▶ **AIM**
Extract each line of the data below that contains the string "query".
^^^^^^^^^^^^^^^^
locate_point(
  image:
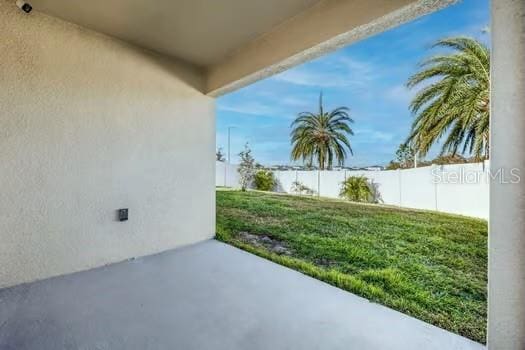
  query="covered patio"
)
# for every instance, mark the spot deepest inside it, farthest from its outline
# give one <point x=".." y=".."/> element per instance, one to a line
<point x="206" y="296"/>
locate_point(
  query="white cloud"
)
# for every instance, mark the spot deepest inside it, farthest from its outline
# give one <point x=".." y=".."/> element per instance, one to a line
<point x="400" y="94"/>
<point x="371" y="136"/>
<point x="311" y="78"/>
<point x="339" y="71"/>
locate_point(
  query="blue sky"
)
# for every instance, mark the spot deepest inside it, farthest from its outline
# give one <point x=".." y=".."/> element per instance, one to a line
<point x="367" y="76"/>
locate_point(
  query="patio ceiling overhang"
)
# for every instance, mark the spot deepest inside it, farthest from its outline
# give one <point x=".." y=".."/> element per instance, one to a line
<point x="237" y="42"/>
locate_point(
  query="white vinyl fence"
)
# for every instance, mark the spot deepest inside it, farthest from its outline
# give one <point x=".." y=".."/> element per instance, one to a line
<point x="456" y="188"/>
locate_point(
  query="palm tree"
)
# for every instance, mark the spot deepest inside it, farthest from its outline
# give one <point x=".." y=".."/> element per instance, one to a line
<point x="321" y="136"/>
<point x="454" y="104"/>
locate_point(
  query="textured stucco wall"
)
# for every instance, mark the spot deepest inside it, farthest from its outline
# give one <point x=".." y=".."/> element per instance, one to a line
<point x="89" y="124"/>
^^^^^^^^^^^^^^^^
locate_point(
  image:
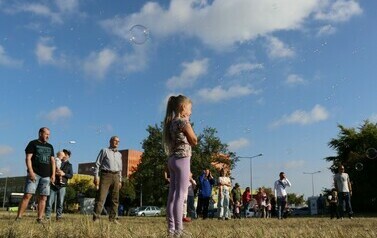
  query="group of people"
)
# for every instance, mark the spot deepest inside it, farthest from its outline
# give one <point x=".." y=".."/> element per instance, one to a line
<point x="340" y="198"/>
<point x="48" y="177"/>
^^^^^^^^^^^^^^^^
▶ **WRITTEN REPLY**
  query="covered patio"
  query="white cloud"
  query="blue sky"
  query="patio ceiling overhang"
  query="white vinyl fence"
  query="palm tree"
  query="textured stucco wall"
  query="group of people"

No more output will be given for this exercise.